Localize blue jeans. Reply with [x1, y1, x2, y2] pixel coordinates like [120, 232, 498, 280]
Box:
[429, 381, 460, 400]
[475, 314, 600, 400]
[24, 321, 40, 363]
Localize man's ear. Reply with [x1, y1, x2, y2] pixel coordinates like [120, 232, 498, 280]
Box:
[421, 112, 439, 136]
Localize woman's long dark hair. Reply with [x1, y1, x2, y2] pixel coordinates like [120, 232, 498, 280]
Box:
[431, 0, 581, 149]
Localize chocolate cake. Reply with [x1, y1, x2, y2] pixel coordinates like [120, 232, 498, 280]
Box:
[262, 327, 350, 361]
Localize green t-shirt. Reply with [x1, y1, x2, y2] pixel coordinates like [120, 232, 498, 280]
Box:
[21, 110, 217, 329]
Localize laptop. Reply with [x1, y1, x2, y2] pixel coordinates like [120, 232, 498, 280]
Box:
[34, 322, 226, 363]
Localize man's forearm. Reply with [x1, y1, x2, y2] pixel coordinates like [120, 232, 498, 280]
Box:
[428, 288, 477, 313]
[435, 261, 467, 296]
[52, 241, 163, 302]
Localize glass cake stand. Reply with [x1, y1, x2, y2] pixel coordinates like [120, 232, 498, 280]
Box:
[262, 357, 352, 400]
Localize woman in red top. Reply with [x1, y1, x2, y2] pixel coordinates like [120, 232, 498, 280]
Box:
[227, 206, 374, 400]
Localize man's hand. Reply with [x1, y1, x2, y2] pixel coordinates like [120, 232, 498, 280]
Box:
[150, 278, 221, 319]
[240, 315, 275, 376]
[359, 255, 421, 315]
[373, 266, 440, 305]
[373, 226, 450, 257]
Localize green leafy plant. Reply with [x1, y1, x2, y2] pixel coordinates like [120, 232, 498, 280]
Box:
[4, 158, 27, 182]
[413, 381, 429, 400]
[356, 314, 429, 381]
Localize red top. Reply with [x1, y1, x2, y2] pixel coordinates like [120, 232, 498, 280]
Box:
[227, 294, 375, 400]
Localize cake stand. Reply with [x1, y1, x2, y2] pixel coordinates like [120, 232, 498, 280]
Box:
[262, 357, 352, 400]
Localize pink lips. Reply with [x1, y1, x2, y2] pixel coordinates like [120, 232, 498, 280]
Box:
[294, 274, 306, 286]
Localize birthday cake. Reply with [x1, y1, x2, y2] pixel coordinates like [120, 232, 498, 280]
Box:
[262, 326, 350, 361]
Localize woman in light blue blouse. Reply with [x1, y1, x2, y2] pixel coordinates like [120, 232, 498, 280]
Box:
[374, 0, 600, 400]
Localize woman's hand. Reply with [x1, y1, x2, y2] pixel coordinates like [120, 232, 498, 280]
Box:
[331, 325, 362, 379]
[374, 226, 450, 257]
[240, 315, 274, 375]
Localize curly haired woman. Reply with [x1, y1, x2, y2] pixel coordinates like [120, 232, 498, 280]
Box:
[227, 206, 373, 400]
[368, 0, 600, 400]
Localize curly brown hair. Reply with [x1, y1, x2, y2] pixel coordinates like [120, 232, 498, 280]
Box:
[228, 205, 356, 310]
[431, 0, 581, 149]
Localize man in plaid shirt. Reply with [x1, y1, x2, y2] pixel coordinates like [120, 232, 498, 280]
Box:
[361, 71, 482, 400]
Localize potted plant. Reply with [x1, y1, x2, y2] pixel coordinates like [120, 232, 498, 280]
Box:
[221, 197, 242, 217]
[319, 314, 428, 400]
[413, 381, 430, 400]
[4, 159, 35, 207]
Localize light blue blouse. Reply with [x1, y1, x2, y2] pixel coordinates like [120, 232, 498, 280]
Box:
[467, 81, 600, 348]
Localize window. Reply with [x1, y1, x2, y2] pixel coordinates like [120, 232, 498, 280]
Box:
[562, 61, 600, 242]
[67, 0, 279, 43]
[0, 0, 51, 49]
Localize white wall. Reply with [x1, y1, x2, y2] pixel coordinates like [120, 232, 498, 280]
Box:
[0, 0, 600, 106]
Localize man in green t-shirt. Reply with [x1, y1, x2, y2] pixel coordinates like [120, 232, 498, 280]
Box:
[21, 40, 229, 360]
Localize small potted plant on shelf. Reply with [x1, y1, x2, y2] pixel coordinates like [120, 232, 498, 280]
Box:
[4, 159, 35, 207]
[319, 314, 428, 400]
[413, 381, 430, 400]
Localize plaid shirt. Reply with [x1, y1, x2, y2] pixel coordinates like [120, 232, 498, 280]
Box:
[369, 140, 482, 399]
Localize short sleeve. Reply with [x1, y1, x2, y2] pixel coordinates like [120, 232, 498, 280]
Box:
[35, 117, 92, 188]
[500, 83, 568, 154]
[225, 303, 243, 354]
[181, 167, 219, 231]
▬▬▬
(Exercise goal):
Recast all of the records above as a Markdown table with the columns Row and Line, giving each line its row number and leaving out any blank lines.

(Reply to the exercise):
| Row | Line |
|---|---|
| 1 | Localize blue jeans. Reply with [x1, y1, x2, y2] pixel coordinates like [120, 232, 498, 280] |
| 2 | Box: |
| 3 | [429, 381, 460, 400] |
| 4 | [475, 314, 600, 400] |
| 5 | [24, 321, 40, 363] |
| 6 | Localize man's ear. Reply with [x1, y1, x2, y2] pixel coordinates like [120, 232, 498, 280] |
| 7 | Box: |
| 8 | [421, 112, 439, 136] |
| 9 | Localize woman's long dark hair. Reply with [x1, y1, x2, y2] pixel coordinates like [120, 232, 498, 280] |
| 10 | Box: |
| 11 | [431, 0, 581, 149] |
| 12 | Localize chocolate cake. Reply with [x1, y1, x2, y2] pixel coordinates like [120, 232, 498, 280] |
| 13 | Box: |
| 14 | [262, 327, 350, 361] |
| 15 | Localize green t-shirt. Reply with [x1, y1, x2, y2] pixel coordinates like [120, 232, 498, 280] |
| 16 | Box: |
| 17 | [21, 110, 217, 329] |
| 18 | Localize laptop. Reply with [x1, y1, x2, y2] pixel coordinates like [120, 232, 498, 280] |
| 19 | Box: |
| 20 | [34, 322, 226, 363] |
| 21 | Localize man's forearm. Reply with [x1, y1, x2, y2] pixel coordinates like [120, 232, 498, 280] |
| 22 | Box: |
| 23 | [428, 288, 477, 313] |
| 24 | [435, 261, 467, 296] |
| 25 | [52, 241, 163, 302] |
| 26 | Localize glass cake stand. Reply with [x1, y1, x2, y2] pixel coordinates like [120, 232, 498, 280] |
| 27 | Box: |
| 28 | [262, 357, 352, 400] |
| 29 | Localize woman in red top. Reply with [x1, y1, x2, y2] pixel coordinates like [120, 232, 498, 280] |
| 30 | Box: |
| 31 | [227, 206, 374, 400] |
| 32 | Localize man's hand. Reply with [x1, y1, x2, y2] pixel coordinates like [120, 232, 498, 280] |
| 33 | Box: |
| 34 | [150, 278, 221, 319] |
| 35 | [240, 315, 275, 376] |
| 36 | [359, 255, 421, 315] |
| 37 | [373, 266, 440, 305] |
| 38 | [373, 226, 450, 257] |
| 39 | Localize green leafy plant. Reply with [x1, y1, x2, y2] pixel coordinates like [120, 232, 498, 280] |
| 40 | Box: |
| 41 | [4, 158, 27, 182] |
| 42 | [413, 381, 429, 400] |
| 43 | [356, 314, 429, 381] |
| 44 | Localize red top. Reply with [x1, y1, x2, y2] pixel coordinates like [120, 232, 498, 280] |
| 45 | Box: |
| 46 | [227, 294, 375, 400] |
| 47 | Localize cake stand. Reply with [x1, y1, x2, y2] pixel coordinates like [120, 232, 498, 280] |
| 48 | Box: |
| 49 | [262, 357, 352, 400] |
| 50 | Localize pink lips. Reply with [x1, y1, x2, y2] pixel coordinates like [120, 232, 498, 280] |
| 51 | Box: |
| 52 | [294, 274, 306, 286] |
| 53 | Localize birthday cake. Reply with [x1, y1, x2, y2] pixel coordinates like [120, 232, 498, 280] |
| 54 | Box: |
| 55 | [262, 326, 350, 361] |
| 56 | Localize woman in light blue blouse. Reply with [x1, y1, x2, y2] pixel coordinates like [120, 232, 498, 280] |
| 57 | Box: |
| 58 | [374, 0, 600, 400] |
| 59 | Localize woman's hand. Reply with [x1, y1, x2, y2] pixel coordinates like [120, 232, 498, 280] |
| 60 | Box: |
| 61 | [331, 325, 362, 379] |
| 62 | [374, 226, 450, 257] |
| 63 | [240, 315, 274, 375] |
| 64 | Localize curly haired woman. Reply with [x1, y1, x2, y2] pixel coordinates like [120, 232, 498, 280] |
| 65 | Box: |
| 66 | [227, 206, 373, 400] |
| 67 | [368, 0, 600, 400] |
| 68 | Localize curly brown hair. Reply with [x1, y1, x2, y2] pixel coordinates like [120, 232, 498, 280] |
| 69 | Box: |
| 70 | [228, 205, 356, 310] |
| 71 | [431, 0, 581, 149] |
| 72 | Localize man in plaid shirt. Reply with [x1, y1, x2, y2] pixel coordinates like [120, 232, 498, 280] |
| 73 | Box: |
| 74 | [361, 71, 482, 400] |
| 75 | Localize potted plant. Reply with [x1, y1, x2, y2] pixel coordinates like [120, 232, 498, 280] |
| 76 | Box: |
| 77 | [221, 197, 242, 217] |
| 78 | [319, 314, 428, 400] |
| 79 | [413, 381, 430, 400] |
| 80 | [4, 159, 35, 207] |
| 81 | Localize light blue blouse. Reply with [x1, y1, x2, y2] pixel coordinates like [120, 232, 498, 280] |
| 82 | Box: |
| 83 | [467, 81, 600, 348] |
| 84 | Localize window. Reply with [x1, y1, x2, y2] pixel coordinates like [120, 232, 498, 280] |
| 85 | Box: |
| 86 | [562, 61, 600, 242] |
| 87 | [67, 0, 279, 43] |
| 88 | [0, 0, 51, 49] |
| 89 | Localize white wall. Reply with [x1, y1, x2, y2] pixel coordinates like [120, 232, 498, 280] |
| 90 | Box: |
| 91 | [0, 0, 600, 106] |
| 92 | Localize man in green t-shirt. Reply with [x1, y1, x2, y2] pixel coordinates like [120, 232, 498, 280] |
| 93 | Box: |
| 94 | [21, 40, 229, 360] |
| 95 | Localize small potted plant on shelf. Reply with [x1, y1, x2, y2] pixel coordinates like [120, 232, 498, 280] |
| 96 | Box: |
| 97 | [4, 159, 35, 207] |
| 98 | [319, 314, 428, 400] |
| 99 | [413, 381, 430, 400] |
| 100 | Localize plaid shirt. Reply with [x1, y1, x2, y2] pixel coordinates like [120, 232, 498, 280] |
| 101 | Box: |
| 102 | [369, 140, 482, 399] |
| 103 | Localize short sleeve. Reply with [x1, y1, x2, y2] pixel coordinates like [120, 232, 498, 280] |
| 104 | Box: |
| 105 | [35, 117, 92, 188] |
| 106 | [500, 83, 568, 154] |
| 107 | [225, 303, 243, 354] |
| 108 | [181, 167, 219, 231] |